**WHAT YOU NEED TO DO**
Everything in the data should be repeated exactly, save for the images.

== == ==

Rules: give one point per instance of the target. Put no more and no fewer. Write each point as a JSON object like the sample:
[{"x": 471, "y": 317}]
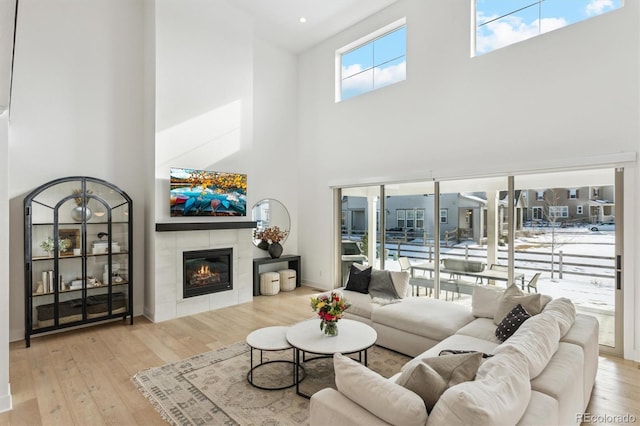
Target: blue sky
[
  {"x": 376, "y": 64},
  {"x": 501, "y": 23},
  {"x": 542, "y": 17}
]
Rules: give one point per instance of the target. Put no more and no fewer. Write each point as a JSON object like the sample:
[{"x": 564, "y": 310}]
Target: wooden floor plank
[{"x": 80, "y": 377}]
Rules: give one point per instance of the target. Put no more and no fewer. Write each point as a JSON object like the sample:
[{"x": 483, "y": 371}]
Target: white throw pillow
[
  {"x": 382, "y": 397},
  {"x": 401, "y": 283},
  {"x": 564, "y": 311},
  {"x": 537, "y": 339},
  {"x": 485, "y": 301}
]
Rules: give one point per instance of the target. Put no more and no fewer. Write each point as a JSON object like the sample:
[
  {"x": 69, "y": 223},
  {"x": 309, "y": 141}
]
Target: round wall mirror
[{"x": 269, "y": 213}]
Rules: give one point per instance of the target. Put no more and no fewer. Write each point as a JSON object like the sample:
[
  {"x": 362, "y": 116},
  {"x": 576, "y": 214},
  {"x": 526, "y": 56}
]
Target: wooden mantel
[{"x": 203, "y": 226}]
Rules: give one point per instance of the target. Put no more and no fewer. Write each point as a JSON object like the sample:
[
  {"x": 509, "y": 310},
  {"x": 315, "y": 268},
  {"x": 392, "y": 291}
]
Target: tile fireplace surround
[{"x": 167, "y": 298}]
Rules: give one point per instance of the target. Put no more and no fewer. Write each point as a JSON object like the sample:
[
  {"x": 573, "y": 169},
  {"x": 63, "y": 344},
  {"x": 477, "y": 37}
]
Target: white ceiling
[
  {"x": 278, "y": 20},
  {"x": 7, "y": 16},
  {"x": 275, "y": 20}
]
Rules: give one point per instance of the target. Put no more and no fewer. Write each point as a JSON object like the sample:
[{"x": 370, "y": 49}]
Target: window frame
[
  {"x": 444, "y": 216},
  {"x": 371, "y": 37},
  {"x": 401, "y": 212},
  {"x": 476, "y": 25}
]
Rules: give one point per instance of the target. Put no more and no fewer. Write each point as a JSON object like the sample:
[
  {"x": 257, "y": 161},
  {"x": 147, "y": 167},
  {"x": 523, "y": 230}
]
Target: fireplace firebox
[{"x": 207, "y": 271}]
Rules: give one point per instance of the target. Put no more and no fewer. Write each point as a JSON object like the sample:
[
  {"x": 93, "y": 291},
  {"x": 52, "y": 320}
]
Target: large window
[
  {"x": 500, "y": 23},
  {"x": 372, "y": 62}
]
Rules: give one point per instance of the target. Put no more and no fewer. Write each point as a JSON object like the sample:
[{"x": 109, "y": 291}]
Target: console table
[{"x": 292, "y": 259}]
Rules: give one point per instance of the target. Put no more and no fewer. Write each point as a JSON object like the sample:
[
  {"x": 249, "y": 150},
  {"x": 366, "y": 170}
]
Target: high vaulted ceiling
[
  {"x": 279, "y": 20},
  {"x": 7, "y": 18},
  {"x": 275, "y": 20}
]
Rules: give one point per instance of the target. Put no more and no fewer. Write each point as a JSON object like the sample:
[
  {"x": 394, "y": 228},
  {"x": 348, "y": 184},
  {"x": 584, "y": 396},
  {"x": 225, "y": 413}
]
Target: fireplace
[{"x": 207, "y": 271}]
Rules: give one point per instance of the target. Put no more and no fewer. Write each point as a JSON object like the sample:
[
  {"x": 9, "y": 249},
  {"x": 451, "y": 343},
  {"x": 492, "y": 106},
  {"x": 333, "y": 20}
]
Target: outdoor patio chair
[{"x": 533, "y": 283}]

== == ==

**THE COMPLETED TASK**
Rules: give one point per instance of the target. Put no more and no fewer. Write each point as a JSON object like the sample:
[{"x": 471, "y": 317}]
Target: blue sky
[
  {"x": 376, "y": 64},
  {"x": 501, "y": 23},
  {"x": 542, "y": 17}
]
Rules: give one point per instance of the target. Put no more and no fewer. Write each point as a JSON object like the sample:
[{"x": 564, "y": 310}]
Target: wooden floor plank
[{"x": 80, "y": 377}]
Rules: give one point per instance of the target. Put no more and no fewer. Write each point as a JSON object like the sample:
[{"x": 483, "y": 371}]
Target: white throw pillow
[
  {"x": 382, "y": 397},
  {"x": 401, "y": 283},
  {"x": 564, "y": 311},
  {"x": 537, "y": 339},
  {"x": 485, "y": 301}
]
Rules: give one point per instance of the target. Put no more and no fewer. Write each point as a JSON object like the sample:
[
  {"x": 69, "y": 223},
  {"x": 309, "y": 141}
]
Target: round wall mirror
[{"x": 269, "y": 213}]
Rules: give one point per instance of the target. Put no more and no fewer. Write each point as a JSON object like the sample:
[
  {"x": 362, "y": 116},
  {"x": 576, "y": 214},
  {"x": 526, "y": 56}
]
Target: wooden mantel
[{"x": 203, "y": 226}]
Rules: give one point per instance of the target. Put no more and no fewer. Write each point as a JSON object like the sample:
[
  {"x": 509, "y": 310},
  {"x": 315, "y": 268},
  {"x": 392, "y": 291}
]
Target: tile fireplace surround
[{"x": 167, "y": 298}]
Rules: give one point per instance of the target. Put no more and no fewer. Write each point as a JSON object like the sample:
[
  {"x": 573, "y": 169},
  {"x": 63, "y": 344},
  {"x": 477, "y": 37}
]
Target: white ceiling
[
  {"x": 278, "y": 20},
  {"x": 7, "y": 16},
  {"x": 275, "y": 20}
]
Rules: give one point per instance of the target. Put no more and no fewer. Write each point as a JSON object like the sample:
[{"x": 370, "y": 49}]
Target: window frame
[
  {"x": 444, "y": 216},
  {"x": 371, "y": 37},
  {"x": 401, "y": 212},
  {"x": 476, "y": 25}
]
Rules: give one point per instance of the target. Put no more and no fewer. Write each point as a JSON object like the sample:
[
  {"x": 257, "y": 161},
  {"x": 147, "y": 167},
  {"x": 523, "y": 230}
]
Target: fireplace firebox
[{"x": 207, "y": 271}]
Rules: give one point per instance of the target. Put no more and no fewer. Write each point as a JSON object like the sample:
[
  {"x": 93, "y": 291},
  {"x": 52, "y": 320}
]
Target: large window
[
  {"x": 500, "y": 23},
  {"x": 372, "y": 62}
]
Rules: give one point per instance of the target. Put no more and no fewer. Write each point as a JSON object like the sample:
[{"x": 109, "y": 291}]
Target: console table
[{"x": 292, "y": 259}]
Rules: give one point per instance of the target. Put no more and no fewer. Write each point as a JSON object like the sample:
[
  {"x": 249, "y": 150},
  {"x": 366, "y": 170}
]
Target: high vaulted ceiling
[
  {"x": 279, "y": 20},
  {"x": 7, "y": 18},
  {"x": 275, "y": 20}
]
Rules: give one point per instance of the target. Put no more and no fewer. Write each point as a JSON object like the sample:
[
  {"x": 394, "y": 228},
  {"x": 348, "y": 184},
  {"x": 584, "y": 396},
  {"x": 225, "y": 413}
]
Target: fireplace
[{"x": 207, "y": 271}]
Rules: give one point per instance of the target. Put no more and no fewer. Write each point as a JSON object like the sample:
[
  {"x": 9, "y": 249},
  {"x": 451, "y": 343},
  {"x": 492, "y": 106},
  {"x": 333, "y": 20}
]
Target: outdoor patio chair
[{"x": 533, "y": 283}]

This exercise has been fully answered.